BEGIN Material provided
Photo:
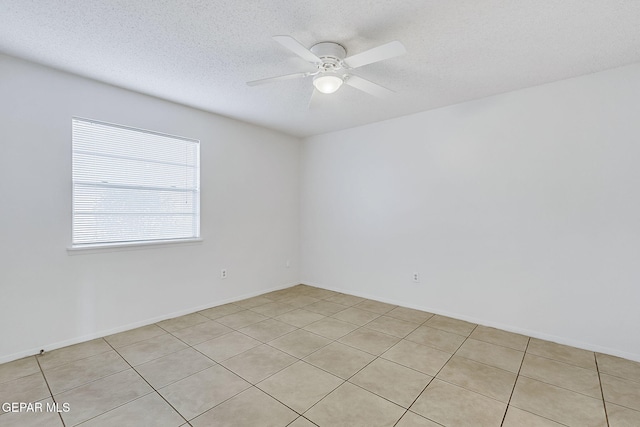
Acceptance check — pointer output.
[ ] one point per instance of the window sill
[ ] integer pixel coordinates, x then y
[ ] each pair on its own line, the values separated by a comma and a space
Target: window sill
116, 247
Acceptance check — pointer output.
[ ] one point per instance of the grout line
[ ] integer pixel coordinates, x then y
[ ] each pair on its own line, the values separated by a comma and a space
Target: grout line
436, 374
515, 382
604, 403
49, 388
150, 385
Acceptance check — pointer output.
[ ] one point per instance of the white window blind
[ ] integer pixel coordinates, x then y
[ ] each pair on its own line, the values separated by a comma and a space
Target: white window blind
132, 185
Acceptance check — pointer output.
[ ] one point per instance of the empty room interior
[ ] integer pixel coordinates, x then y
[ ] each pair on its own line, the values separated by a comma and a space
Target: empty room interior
277, 213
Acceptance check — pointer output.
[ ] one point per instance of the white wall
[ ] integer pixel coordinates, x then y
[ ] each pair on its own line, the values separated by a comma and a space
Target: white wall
519, 211
49, 298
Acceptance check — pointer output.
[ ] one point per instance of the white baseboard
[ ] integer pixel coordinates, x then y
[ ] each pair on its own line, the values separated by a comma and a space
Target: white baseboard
104, 333
530, 333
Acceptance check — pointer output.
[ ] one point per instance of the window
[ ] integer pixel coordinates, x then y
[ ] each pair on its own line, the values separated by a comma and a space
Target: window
132, 185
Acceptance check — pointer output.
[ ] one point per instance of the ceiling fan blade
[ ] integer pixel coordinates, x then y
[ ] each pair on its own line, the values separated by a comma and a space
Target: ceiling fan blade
277, 79
369, 87
294, 46
380, 53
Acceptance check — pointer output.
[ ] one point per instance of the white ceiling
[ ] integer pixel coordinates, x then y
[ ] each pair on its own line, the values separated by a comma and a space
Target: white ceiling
201, 53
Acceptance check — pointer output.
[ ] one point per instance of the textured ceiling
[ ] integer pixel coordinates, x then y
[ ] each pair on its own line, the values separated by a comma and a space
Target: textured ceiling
201, 53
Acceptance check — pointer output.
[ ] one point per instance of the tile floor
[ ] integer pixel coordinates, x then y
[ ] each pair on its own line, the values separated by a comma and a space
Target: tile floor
305, 356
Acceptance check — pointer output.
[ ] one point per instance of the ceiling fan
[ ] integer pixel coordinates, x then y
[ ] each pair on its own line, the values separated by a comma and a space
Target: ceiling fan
334, 67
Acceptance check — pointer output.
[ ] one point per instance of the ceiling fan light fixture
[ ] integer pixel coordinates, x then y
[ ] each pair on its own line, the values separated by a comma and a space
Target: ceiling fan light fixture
327, 83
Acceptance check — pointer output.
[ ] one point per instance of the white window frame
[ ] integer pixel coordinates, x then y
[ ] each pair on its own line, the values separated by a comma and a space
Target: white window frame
193, 190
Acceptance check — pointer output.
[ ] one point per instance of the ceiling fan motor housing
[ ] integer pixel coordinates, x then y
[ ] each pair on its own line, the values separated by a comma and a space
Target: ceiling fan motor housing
331, 54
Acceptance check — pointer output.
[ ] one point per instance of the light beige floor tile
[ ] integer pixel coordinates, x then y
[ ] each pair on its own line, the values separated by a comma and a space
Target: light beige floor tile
30, 388
436, 338
134, 335
325, 307
150, 349
558, 404
339, 359
416, 356
300, 385
97, 397
173, 367
618, 367
18, 368
300, 317
250, 408
241, 319
499, 337
202, 391
149, 410
375, 306
491, 354
301, 422
226, 346
32, 419
518, 418
484, 379
254, 302
330, 328
73, 352
351, 406
620, 391
258, 363
392, 326
300, 300
299, 343
344, 299
562, 353
177, 323
267, 330
279, 294
356, 316
409, 314
451, 405
273, 309
561, 374
202, 332
449, 324
394, 382
619, 416
320, 293
411, 419
79, 372
220, 311
368, 340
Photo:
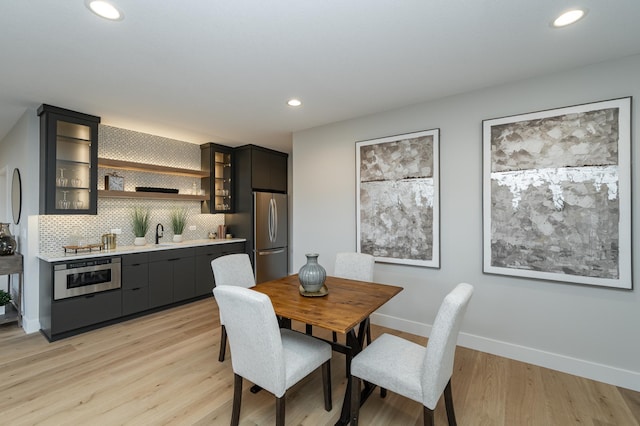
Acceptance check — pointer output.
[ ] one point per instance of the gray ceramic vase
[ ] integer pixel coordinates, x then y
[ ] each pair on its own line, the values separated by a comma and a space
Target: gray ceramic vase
312, 274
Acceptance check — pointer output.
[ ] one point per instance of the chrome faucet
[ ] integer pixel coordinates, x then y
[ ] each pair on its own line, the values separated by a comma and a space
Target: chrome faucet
159, 232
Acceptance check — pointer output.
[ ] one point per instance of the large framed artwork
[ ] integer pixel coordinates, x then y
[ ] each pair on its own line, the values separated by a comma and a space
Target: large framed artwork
557, 194
398, 202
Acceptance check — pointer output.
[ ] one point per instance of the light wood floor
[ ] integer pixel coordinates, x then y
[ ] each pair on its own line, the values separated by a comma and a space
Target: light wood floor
162, 369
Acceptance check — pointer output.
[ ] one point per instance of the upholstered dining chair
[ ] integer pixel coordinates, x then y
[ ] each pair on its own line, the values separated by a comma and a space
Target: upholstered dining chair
235, 270
411, 370
274, 359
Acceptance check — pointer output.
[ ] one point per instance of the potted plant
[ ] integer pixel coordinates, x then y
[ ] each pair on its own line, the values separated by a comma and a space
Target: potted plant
5, 299
141, 218
178, 223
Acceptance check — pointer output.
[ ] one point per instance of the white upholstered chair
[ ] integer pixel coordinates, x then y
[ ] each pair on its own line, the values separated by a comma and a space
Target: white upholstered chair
274, 359
235, 270
411, 370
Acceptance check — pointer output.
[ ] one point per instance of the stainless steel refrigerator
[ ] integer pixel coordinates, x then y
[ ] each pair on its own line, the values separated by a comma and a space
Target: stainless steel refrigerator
270, 243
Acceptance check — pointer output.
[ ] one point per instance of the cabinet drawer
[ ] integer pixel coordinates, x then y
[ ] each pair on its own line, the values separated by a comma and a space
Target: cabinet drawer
133, 259
212, 250
161, 255
77, 312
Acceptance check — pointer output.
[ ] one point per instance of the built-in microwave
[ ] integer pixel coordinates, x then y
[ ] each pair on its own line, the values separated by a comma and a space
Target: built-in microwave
85, 277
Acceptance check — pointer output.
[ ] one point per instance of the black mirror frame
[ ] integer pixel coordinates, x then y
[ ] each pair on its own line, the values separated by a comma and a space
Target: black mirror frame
END Material provided
Work order: Could you reproduce the listing above word for word while leaving out its pictures?

Answer to the exercise:
Photo:
Acceptance check — pointer output.
[ ] one point per instance of the window sill
[ ] integer pixel coordinates, x then y
[ ] each pair on its own line, the values separated by a comma and a space
Target: window sill
116, 247
Acceptance check — pointer output.
[ ] one point per instance of the grout line
[ ] integer pixel coordinates, x then y
[ ] each pair on its own line, the values separated by a comma and a space
Target: grout line
436, 374
515, 382
604, 403
49, 388
150, 385
Acceptance check — pointer output.
[ ] one point per instance of the white window blind
[ ] integer pixel coordinates, x then y
[ ] each pair on its own line, the values separated by a comma and a space
Target: white window blind
132, 185
Acceptance check — pointer output.
[ ] one point per instance of the empty room interior
[ ] integer pixel coordinates, x then y
[ ] each pair on its own line, the values separated by a comma and a space
Target: empty room interior
277, 213
Acceptance check — pointer output.
[ ] one point per instance of the white wall
[ ] integer pixel coordinates, x then y
[ ] each pair on its own line, the values separated by a comma and a space
Target: white wall
519, 211
49, 298
Acceptance check — pointer output.
[ ] one point per instance of the white baseboard
[ ] integer pixel coordinates, x then y
[ ] each pair on its own line, the values separated by a comma and a space
Target: white baseboard
104, 333
530, 333
Acceptance check — pointer output.
[ ] one point per instance of the window
[ ] integer pixel coordinates, x then y
[ ] each pair on its own line, the values separated by a comma and a space
Target: window
132, 185
Acceptance check — pointer output.
[ ] one point per instance of the ceiling fan blade
[ ] integer pixel coordinates, x then y
[ ] each pair on its own line, the values separated by a comma and a space
Target: ceiling fan blade
277, 79
369, 87
294, 46
380, 53
Acceptance check — pointer output.
[ ] one point per instance of the white ceiling
[ ] integer pixel coordinates, x then y
[ ] each pair on its own line, the values separated by a comma and a space
Target: white ceiling
201, 53
Acceptance check — pointer output.
[ ] one point per instance of the textured ceiling
[ ] integer pixel coordinates, x then y
[ ] each pair on its own line, the values separated by a comma and a space
Target: textured ceiling
201, 53
Acceptance check — pointer output.
[ ] one point per instance of the tile floor
[ ] integer pixel coordinates, x then y
[ ] each pair on its own line, the values separated by a comma and a space
Target: tile floor
305, 356
Acceptance check — pointer output.
[ ] one point per instance of the ceiling fan
[ ] integer pixel coordinates, x then y
[ ] each pair on its own line, the values separated by a comma and a space
Target: ceiling fan
334, 67
Acceptance check — pointer output.
[ ] one point per instance of the ceiling fan light fixture
[ ] integer pixel coordinates, x then y
[ ] each pair on its own line, the values separated by a comma and a space
Target: ceiling fan light fixture
327, 83
Acceptance check — pointer output.
[ ] one point per instance of the white window frame
[ ] integer pixel coordinates, x then y
[ ] each pair on its own line, the values separated by a comma and a space
Target: white window frame
193, 190
Acceptance check — pointer output.
[ ] one point per instance of the ceiling fan motor housing
[ ] integer pixel coordinates, x then y
[ ] each pair on its own line, the values separated by a comma and a space
Target: ceiling fan motor housing
331, 54
Acceptance check — pointer output.
[ ] one point per instance of the light beige floor tile
[ ] integer pixel coordinates, x then y
[ ] each pair on its own line, the values separated by a comma and a space
Target: light beige floor tile
30, 388
436, 338
134, 335
325, 307
150, 349
558, 404
339, 359
416, 356
300, 385
97, 397
173, 367
618, 367
18, 368
300, 317
250, 408
241, 319
499, 337
202, 391
149, 410
375, 306
491, 354
301, 422
226, 346
32, 419
518, 418
484, 379
254, 302
330, 328
73, 352
351, 406
620, 391
258, 363
392, 326
300, 300
299, 343
344, 299
562, 353
177, 323
267, 330
279, 294
356, 316
409, 314
451, 405
273, 309
561, 374
202, 332
449, 324
394, 382
619, 416
320, 293
411, 419
79, 372
220, 311
368, 340
Photo:
Acceptance check — pointer output.
[ ] one point per instance of the gray ceramic vase
[ ] integer pixel coordinates, x then y
[ ] each pair on its own line, the values separated by a comma and a space
Target: gray ceramic vase
312, 274
Acceptance check — pointer output.
[ ] one point per instance of the chrome faucet
[ ] integer pixel coordinates, x then y
[ ] each pair on its own line, the values separated by a comma and a space
Target: chrome faucet
159, 232
Acceptance check — pointer output.
[ ] one point per instance of the large framed artwork
[ ] integer pixel coordinates, x then y
[ ] each pair on its own line, the values separated by a comma and a space
Target: large framed artwork
557, 194
398, 202
Acceptance check — pointer output.
[ ] one point per instance of the light wood floor
[ ] integer pixel coordinates, x then y
[ ] each pair on its own line, the values separated by a comma and a space
Target: light wood floor
162, 369
Acceptance check — pointer output.
[ ] one point per instance of the upholstered dining chair
[ ] integer pixel coordinates, x then y
[ ] each pair on its own line, the values separated by a comma and a space
Target: upholstered dining chair
235, 270
411, 370
274, 359
Acceptance check — pointer output.
[ ] one point per instance of the potted plant
[ ] integer pixel coordinates, x then y
[ ] each pair on its own line, the values separated by a comma and a space
Target: potted plant
5, 299
141, 218
178, 223
Acceptance check — pointer output.
[ ] one point per instance of the white upholstered chair
[ ] integer pixel coordinates, x then y
[ ] each pair on its own line, the values separated by a comma and a space
Target: white upholstered chair
274, 359
235, 270
411, 370
Acceptance check — pointer output.
[ ] one point per instance of the stainless steel refrigerator
[ ] integer pixel coordinates, x then y
[ ] each pair on its own line, the values separated by a comma and a space
Target: stainless steel refrigerator
270, 243
Acceptance check — pointer output.
[ ] one point per instance of the cabinet drawer
[ ] integer pixel coordinates, x then y
[ ] each pair on its own line, the values separated by a comma and a space
Target: cabinet drawer
133, 259
212, 250
161, 255
77, 312
Acceptance check — pointer output.
[ ] one point per instance of the built-in microwave
[ ] integer pixel coordinates, x then y
[ ] each pair on its own line, the values separated by a comma and a space
Target: built-in microwave
85, 277
Acceptance check — pointer output.
[ ] one point per instance of the black mirror frame
[ ] integer pixel coordinates, x then y
[ ] each pair on its own line, the values separated by a comma and a space
Target: black mirror frame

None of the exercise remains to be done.